▶ **What is asked**: Tally the lines in the records that contain the string "shorts", treating uppercase and lowercase as different, and give only the number.

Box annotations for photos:
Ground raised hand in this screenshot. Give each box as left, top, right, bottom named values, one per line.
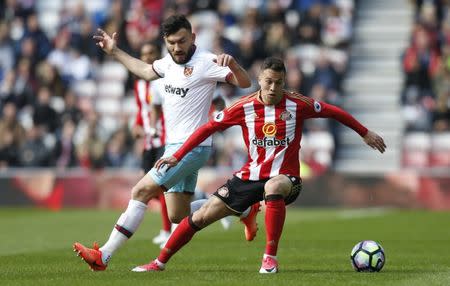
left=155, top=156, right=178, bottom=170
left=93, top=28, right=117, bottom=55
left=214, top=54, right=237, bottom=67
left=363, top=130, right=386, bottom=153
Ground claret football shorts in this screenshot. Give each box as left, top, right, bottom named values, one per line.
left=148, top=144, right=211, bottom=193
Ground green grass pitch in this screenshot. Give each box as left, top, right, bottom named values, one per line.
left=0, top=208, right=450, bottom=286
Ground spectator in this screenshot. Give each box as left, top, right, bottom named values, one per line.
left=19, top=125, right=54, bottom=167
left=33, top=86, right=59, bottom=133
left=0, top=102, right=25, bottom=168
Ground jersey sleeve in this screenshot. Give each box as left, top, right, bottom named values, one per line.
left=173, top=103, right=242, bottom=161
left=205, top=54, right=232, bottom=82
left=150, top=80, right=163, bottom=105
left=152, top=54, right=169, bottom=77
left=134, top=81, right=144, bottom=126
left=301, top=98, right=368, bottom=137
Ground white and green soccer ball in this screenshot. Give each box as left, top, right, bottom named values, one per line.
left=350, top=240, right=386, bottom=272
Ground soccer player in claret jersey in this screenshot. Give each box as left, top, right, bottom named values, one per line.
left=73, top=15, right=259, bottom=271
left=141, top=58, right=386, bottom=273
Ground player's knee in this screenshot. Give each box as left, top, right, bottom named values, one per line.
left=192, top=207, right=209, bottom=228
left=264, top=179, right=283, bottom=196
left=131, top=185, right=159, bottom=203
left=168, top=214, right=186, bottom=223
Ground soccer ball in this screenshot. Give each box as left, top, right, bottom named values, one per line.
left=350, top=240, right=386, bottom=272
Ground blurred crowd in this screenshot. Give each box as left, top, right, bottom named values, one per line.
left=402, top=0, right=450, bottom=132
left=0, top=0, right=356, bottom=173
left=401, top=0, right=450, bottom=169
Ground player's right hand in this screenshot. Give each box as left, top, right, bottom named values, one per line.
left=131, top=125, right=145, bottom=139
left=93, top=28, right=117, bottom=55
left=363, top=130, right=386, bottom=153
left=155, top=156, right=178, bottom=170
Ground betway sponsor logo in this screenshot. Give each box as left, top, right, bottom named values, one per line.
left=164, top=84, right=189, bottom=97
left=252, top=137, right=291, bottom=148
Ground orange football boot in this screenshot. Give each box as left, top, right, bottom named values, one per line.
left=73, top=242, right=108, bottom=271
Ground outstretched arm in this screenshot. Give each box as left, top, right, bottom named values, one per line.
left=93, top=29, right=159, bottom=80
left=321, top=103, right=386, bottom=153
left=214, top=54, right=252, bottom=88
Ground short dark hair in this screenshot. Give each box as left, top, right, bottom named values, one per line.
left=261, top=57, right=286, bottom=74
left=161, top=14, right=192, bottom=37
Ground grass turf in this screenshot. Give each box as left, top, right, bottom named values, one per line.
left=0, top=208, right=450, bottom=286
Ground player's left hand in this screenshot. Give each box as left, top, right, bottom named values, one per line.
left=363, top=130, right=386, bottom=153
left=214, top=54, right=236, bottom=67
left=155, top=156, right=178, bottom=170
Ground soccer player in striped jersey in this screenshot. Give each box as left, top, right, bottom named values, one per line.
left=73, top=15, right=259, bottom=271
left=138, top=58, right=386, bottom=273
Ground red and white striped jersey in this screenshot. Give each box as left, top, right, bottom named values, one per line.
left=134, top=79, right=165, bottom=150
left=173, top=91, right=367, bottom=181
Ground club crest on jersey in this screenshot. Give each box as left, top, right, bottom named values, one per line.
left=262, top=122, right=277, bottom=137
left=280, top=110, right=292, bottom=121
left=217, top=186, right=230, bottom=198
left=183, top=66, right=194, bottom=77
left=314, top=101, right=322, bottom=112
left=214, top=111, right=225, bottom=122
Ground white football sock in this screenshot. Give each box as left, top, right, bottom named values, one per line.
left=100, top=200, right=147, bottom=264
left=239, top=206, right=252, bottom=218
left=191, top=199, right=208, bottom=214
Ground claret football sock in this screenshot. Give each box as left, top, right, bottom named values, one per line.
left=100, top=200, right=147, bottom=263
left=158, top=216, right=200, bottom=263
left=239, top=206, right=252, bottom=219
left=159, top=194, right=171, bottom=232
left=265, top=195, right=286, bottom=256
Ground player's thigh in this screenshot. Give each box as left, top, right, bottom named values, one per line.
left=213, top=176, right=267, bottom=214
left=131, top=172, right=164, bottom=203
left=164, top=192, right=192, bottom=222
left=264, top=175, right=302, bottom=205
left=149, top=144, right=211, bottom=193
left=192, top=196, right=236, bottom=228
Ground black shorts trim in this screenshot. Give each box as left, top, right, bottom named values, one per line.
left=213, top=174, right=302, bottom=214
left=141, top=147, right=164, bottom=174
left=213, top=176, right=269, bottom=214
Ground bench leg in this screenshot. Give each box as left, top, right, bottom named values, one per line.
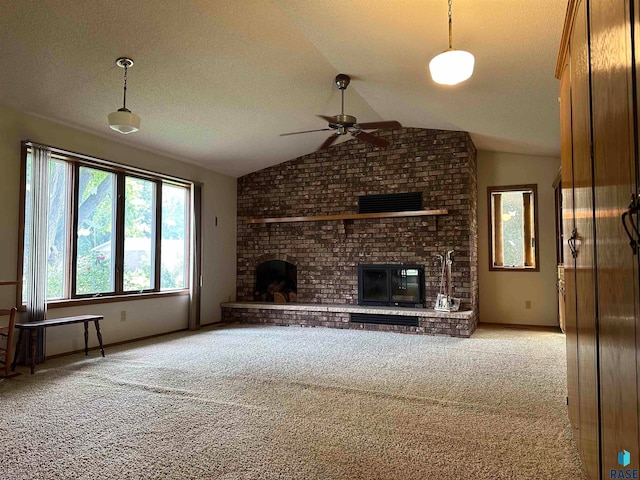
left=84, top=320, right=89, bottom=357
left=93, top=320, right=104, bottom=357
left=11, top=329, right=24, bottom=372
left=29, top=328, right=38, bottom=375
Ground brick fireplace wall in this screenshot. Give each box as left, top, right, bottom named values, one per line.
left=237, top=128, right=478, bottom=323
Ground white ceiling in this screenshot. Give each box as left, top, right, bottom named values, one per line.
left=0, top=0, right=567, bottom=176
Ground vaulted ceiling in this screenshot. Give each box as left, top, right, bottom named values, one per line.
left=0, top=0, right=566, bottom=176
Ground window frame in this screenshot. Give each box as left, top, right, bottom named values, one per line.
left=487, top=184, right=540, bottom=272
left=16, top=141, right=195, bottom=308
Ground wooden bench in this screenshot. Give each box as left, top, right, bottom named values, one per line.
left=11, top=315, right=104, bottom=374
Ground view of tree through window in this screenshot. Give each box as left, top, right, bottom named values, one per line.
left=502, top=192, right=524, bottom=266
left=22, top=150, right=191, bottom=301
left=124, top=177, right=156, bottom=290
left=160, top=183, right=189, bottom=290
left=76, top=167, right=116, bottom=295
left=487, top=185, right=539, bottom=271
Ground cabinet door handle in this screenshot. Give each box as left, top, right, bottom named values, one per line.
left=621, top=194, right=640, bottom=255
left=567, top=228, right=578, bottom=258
==
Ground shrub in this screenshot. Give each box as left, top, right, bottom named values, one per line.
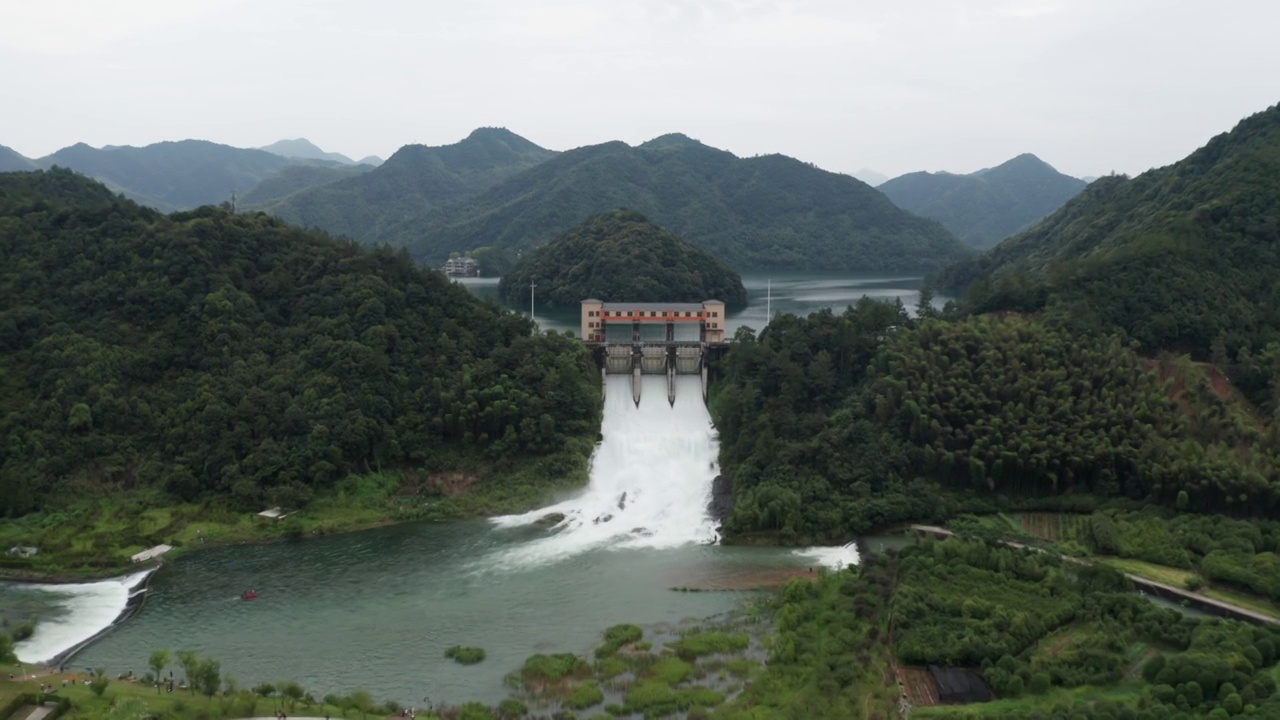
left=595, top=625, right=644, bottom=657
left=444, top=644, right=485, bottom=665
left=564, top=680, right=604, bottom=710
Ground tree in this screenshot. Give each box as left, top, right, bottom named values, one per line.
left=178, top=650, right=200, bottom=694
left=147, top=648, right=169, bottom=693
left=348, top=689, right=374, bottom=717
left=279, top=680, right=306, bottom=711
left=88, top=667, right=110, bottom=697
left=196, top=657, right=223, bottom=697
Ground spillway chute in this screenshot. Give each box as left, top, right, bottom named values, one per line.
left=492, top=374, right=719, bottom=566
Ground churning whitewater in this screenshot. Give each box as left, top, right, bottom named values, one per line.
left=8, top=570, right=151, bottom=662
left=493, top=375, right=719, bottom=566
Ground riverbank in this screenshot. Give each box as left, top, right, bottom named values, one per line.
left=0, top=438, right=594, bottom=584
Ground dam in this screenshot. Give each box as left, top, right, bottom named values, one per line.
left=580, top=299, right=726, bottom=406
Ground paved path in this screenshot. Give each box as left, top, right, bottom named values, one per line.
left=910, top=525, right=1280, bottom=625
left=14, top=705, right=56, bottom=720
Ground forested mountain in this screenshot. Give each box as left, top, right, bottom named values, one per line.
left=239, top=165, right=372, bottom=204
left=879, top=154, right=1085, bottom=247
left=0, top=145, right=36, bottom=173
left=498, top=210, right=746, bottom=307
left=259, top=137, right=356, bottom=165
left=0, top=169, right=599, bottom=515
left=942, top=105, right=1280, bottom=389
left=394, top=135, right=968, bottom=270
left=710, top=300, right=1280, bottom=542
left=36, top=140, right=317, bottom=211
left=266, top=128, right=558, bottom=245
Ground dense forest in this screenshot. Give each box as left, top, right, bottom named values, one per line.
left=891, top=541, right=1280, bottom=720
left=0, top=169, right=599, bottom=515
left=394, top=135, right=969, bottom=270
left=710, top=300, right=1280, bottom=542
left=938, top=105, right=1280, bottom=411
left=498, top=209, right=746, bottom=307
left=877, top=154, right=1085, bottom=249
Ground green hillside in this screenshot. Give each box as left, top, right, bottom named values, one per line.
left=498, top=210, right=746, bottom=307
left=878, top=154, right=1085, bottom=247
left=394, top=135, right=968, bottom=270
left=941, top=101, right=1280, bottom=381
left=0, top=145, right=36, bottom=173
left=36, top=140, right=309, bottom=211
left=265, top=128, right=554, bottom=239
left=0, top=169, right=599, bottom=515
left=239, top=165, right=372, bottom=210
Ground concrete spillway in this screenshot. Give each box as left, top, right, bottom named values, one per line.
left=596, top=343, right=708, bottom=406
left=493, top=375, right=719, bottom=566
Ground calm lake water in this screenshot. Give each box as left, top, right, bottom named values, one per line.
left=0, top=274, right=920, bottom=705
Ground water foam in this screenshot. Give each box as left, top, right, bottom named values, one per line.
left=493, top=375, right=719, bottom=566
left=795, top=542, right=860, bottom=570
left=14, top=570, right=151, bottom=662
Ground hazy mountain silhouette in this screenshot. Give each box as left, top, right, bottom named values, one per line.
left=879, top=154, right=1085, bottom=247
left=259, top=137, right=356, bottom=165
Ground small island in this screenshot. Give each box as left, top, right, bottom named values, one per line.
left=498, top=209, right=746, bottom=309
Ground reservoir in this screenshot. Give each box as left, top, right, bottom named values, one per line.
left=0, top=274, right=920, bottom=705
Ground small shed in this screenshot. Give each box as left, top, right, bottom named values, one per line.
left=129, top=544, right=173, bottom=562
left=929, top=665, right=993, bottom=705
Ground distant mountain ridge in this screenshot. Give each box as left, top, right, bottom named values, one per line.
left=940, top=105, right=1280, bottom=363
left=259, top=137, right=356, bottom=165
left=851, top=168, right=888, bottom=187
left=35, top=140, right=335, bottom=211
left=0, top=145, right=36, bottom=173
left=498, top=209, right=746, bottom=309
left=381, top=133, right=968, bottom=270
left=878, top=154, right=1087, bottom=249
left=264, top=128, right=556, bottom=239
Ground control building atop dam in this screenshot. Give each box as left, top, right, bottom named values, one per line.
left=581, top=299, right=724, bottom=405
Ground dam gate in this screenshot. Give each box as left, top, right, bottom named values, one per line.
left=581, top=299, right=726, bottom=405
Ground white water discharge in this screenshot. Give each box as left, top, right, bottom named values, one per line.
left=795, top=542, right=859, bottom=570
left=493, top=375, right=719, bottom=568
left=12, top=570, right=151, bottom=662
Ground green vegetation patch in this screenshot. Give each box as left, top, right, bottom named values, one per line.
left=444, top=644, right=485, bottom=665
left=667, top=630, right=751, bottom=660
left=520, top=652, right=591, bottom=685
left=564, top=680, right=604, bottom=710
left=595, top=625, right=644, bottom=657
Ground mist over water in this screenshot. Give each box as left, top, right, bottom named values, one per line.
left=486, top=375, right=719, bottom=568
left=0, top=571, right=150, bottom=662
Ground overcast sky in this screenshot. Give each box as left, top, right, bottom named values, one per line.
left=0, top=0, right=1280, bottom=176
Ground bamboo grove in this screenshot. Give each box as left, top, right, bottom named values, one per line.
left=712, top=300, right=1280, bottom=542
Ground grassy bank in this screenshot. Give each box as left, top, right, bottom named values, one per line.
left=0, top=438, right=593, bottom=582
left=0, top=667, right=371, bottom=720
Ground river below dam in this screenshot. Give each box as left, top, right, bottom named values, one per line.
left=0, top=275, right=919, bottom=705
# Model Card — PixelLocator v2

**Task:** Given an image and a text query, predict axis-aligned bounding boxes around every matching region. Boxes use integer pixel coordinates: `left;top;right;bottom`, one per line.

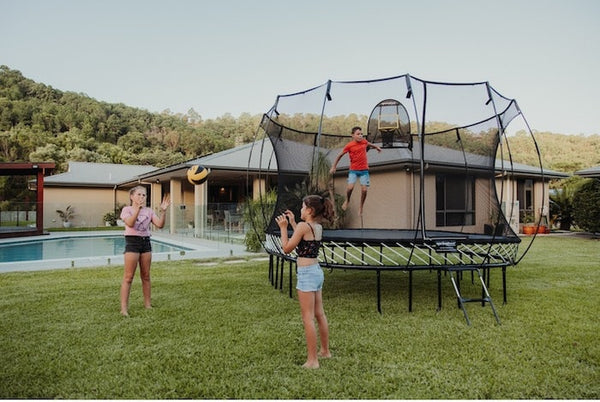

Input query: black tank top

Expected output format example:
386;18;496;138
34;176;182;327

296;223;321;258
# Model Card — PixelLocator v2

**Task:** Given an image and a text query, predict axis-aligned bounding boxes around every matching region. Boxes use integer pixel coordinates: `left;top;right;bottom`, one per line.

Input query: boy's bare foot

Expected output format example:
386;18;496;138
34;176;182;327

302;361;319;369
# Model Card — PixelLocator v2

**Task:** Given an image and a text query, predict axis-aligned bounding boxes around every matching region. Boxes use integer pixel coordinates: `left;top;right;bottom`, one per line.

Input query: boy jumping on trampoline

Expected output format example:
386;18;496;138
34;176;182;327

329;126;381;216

▶ **Solution for this exercise**: 2